Data for processing.
------------------------------------------------------------------------

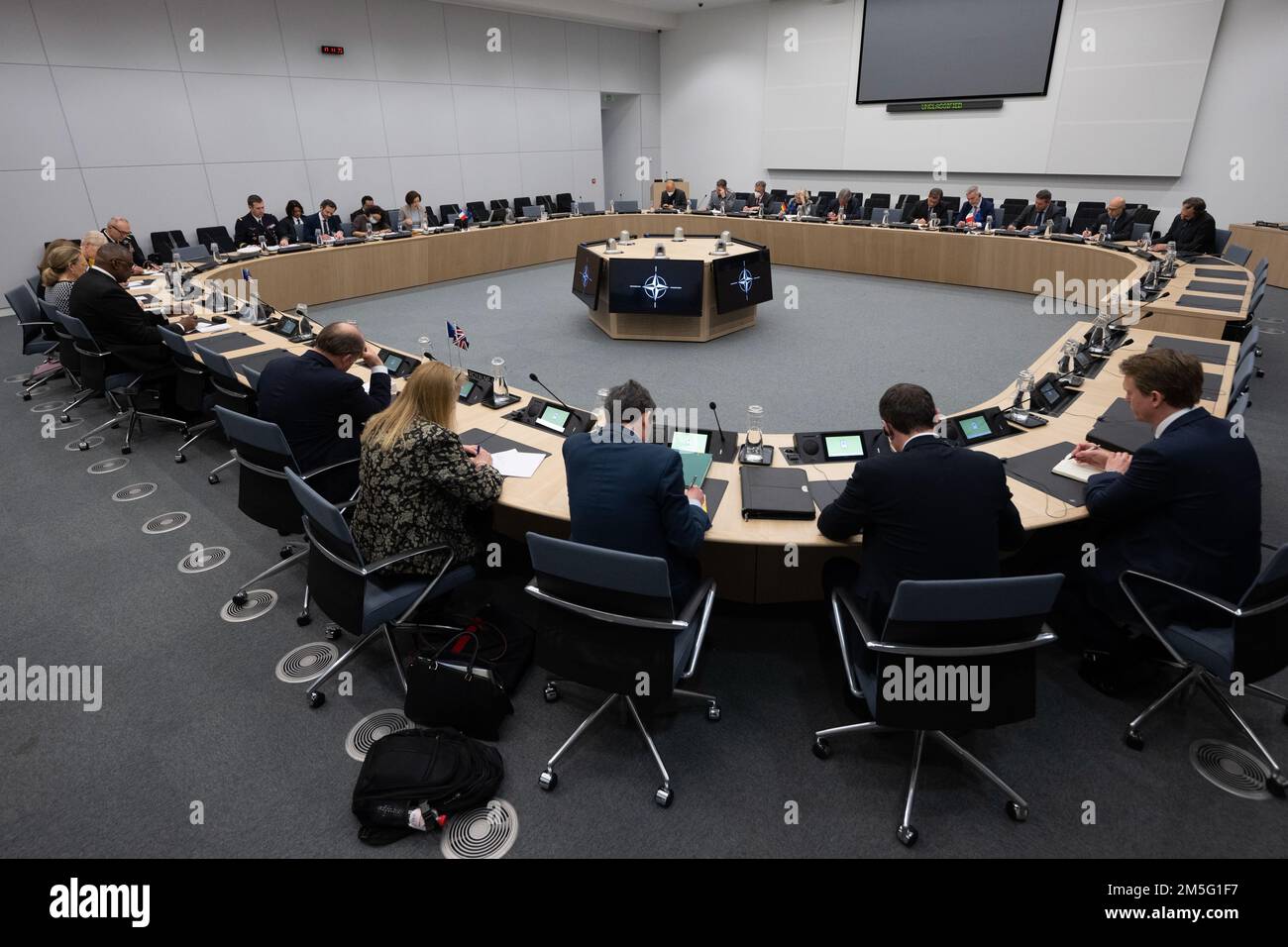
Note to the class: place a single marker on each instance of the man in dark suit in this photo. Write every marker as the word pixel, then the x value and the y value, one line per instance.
pixel 116 320
pixel 975 210
pixel 1035 215
pixel 321 407
pixel 1116 221
pixel 325 222
pixel 928 510
pixel 1185 508
pixel 931 206
pixel 626 492
pixel 257 224
pixel 1193 230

------------------------------------------------------------------------

Exercise. Update the lines above by replacing "man in dark suit" with "person in uniform" and leaving everything else unchanged, and omit the pictures from your answer.

Worked answer.
Note to the class: place a single marker on each instance of the person in uniform in this photo. Write every marker as the word pixel, then the x value and the y value, one line per instance.
pixel 116 320
pixel 975 210
pixel 1035 215
pixel 321 407
pixel 1116 221
pixel 325 222
pixel 928 510
pixel 1185 508
pixel 931 206
pixel 626 492
pixel 257 224
pixel 1193 230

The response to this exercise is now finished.